(CE QUI EST DEMANDÉ): Veuillez restituer mot pour mot le passage de l'extrait sur ITER, depuis « Est-ce que l’enceinte » jusqu'à « enjeux du projet. » inclus.

(EXTRAIT SOURCE):
------------------------------------

Est-ce que l’enceinte peut résister à une température de 100 millions de degrés ?
Aucun matériau ne peut résister à de telles températures. La solution : confiner le plasma au centre du réacteur, loin des parois, dans une bouteille magnétique immatérielle créée par des électro-aimants supraconducteurs refroidis à -269 °C ! Comme il est techniquement difficile de confiner un plasma durablement, la performance de ces bobines magnétiques constituera l’un des enjeux du projet.
Des combustibles qui ne manqueront pas
Un des atouts d’ITER est l’abondance des combustibles nécessaires à son fonctionnement. La première ressource, le deutérium, est présente dans l’eau de mer. Le tritium est quant à lui fabriqué à partir du lithium, que l’on trouve également dans l’eau de mer ainsi que dans les roches (0,18 g/m3 dans les océans et 2 g/tonne dans la croûte terrestre). Le tritium qui alimentera le futur réacteur de Cadarache proviendra vraisemblablement de réacteurs canadiens à eau lourde. Mais l’objectif est à terme de produire du tritium à partir du lithium au sein même des installations de fusion, ce qu’ITER tentera via deux modules d’expérimentation.

------------------------------------

(DONNÉES FOURNIES):
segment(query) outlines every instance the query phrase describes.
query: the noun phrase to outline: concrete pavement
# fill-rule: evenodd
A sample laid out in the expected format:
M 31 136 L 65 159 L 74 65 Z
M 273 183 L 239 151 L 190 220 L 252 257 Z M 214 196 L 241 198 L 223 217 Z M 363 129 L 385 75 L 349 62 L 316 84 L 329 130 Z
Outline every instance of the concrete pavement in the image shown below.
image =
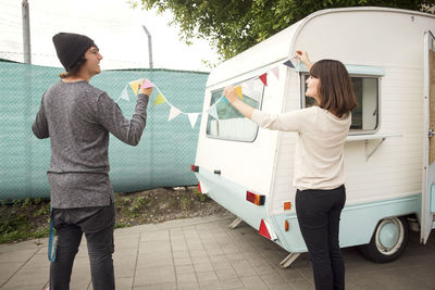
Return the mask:
M 287 252 L 234 216 L 171 220 L 115 230 L 116 289 L 314 289 L 307 254 L 286 269 Z M 46 289 L 47 239 L 0 244 L 0 289 Z M 435 289 L 435 234 L 426 245 L 410 231 L 399 260 L 375 264 L 344 249 L 346 289 Z M 86 241 L 76 256 L 71 289 L 92 289 Z

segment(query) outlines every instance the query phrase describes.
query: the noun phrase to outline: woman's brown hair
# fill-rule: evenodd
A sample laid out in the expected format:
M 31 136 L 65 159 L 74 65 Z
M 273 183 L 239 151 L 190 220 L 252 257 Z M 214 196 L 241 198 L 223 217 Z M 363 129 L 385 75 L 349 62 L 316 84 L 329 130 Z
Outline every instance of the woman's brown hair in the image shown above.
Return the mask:
M 320 79 L 320 108 L 341 117 L 357 106 L 352 81 L 341 62 L 318 61 L 311 66 L 310 75 Z

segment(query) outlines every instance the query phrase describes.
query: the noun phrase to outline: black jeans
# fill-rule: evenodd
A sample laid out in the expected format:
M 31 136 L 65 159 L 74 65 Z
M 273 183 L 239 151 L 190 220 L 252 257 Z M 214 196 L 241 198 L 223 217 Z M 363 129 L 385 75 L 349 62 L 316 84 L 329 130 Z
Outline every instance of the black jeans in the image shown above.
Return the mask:
M 50 265 L 50 290 L 70 289 L 74 257 L 85 232 L 94 290 L 115 289 L 112 254 L 114 204 L 109 206 L 53 209 L 58 234 L 55 261 Z
M 345 289 L 345 262 L 338 244 L 345 202 L 345 186 L 296 191 L 296 215 L 310 254 L 316 290 Z

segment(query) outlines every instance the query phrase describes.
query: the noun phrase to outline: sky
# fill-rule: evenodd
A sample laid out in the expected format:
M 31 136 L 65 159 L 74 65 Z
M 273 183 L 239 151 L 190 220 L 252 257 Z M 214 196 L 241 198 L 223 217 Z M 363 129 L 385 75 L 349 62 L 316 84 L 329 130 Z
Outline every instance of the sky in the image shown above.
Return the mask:
M 209 42 L 179 40 L 171 13 L 132 9 L 126 0 L 28 0 L 32 63 L 61 67 L 52 36 L 84 34 L 95 40 L 103 56 L 102 70 L 148 68 L 151 34 L 154 68 L 210 72 L 202 61 L 217 62 Z M 22 0 L 0 0 L 0 59 L 23 62 Z

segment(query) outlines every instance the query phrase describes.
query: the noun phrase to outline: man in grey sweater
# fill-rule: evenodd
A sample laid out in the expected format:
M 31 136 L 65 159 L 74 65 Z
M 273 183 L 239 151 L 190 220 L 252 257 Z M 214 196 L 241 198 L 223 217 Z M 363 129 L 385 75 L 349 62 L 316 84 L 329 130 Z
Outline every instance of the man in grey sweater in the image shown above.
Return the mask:
M 109 180 L 109 134 L 132 146 L 139 142 L 152 88 L 140 88 L 135 114 L 126 119 L 104 91 L 89 85 L 101 72 L 102 56 L 94 40 L 60 33 L 53 43 L 66 73 L 44 94 L 32 126 L 37 138 L 50 138 L 51 143 L 47 175 L 58 244 L 50 265 L 50 289 L 70 289 L 83 234 L 94 289 L 114 289 L 115 213 Z

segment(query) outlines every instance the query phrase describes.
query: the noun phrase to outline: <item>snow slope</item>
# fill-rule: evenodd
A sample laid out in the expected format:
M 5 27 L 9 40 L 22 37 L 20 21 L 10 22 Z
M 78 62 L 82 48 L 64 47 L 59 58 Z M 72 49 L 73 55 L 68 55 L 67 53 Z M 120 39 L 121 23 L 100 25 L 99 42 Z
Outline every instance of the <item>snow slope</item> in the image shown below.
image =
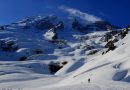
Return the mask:
M 38 16 L 0 30 L 0 89 L 129 90 L 130 33 L 123 39 L 117 33 L 116 49 L 103 54 L 110 31 L 83 33 L 61 24 L 56 16 Z M 52 62 L 62 66 L 54 74 Z

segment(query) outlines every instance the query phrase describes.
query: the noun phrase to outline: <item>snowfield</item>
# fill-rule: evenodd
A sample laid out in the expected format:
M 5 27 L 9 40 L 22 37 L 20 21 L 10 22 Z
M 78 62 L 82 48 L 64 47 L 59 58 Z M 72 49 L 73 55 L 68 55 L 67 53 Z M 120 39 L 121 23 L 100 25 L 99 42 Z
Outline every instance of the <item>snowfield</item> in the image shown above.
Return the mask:
M 84 33 L 66 25 L 55 16 L 38 16 L 4 26 L 0 90 L 130 90 L 129 31 L 123 38 L 117 33 L 116 48 L 107 51 L 109 31 L 95 26 L 92 32 L 92 24 Z M 60 69 L 52 72 L 50 64 Z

------------------------------------

(TÂCHE RÉALISÉE):
Est-ce que l’enceinte peut résister à une température de 100 millions de degrés ?
Aucun matériau ne peut résister à de telles températures. La solution : confiner le plasma au centre du réacteur, loin des parois, dans une bouteille magnétique immatérielle créée par des électro-aimants supraconducteurs refroidis à -269 °C ! Comme il est techniquement difficile de confiner un plasma durablement, la performance de ces bobines magnétiques constituera l’un des enjeux du projet.